**Source material**
-=-=-
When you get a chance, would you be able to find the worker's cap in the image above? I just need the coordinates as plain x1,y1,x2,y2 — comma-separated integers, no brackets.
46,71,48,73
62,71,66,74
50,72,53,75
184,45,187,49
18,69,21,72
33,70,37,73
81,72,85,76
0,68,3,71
-=-=-
**Work task**
Copy out the material above in its entirety, exactly.

**Problem solution**
When you get a chance, would you be able to find the worker's cap in the image above? I just need the coordinates as plain x1,y1,x2,y2 — comma-separated integers, no brackets.
46,71,48,73
62,71,66,74
50,72,53,75
184,45,187,49
18,69,21,72
33,70,37,73
81,72,85,76
0,68,3,71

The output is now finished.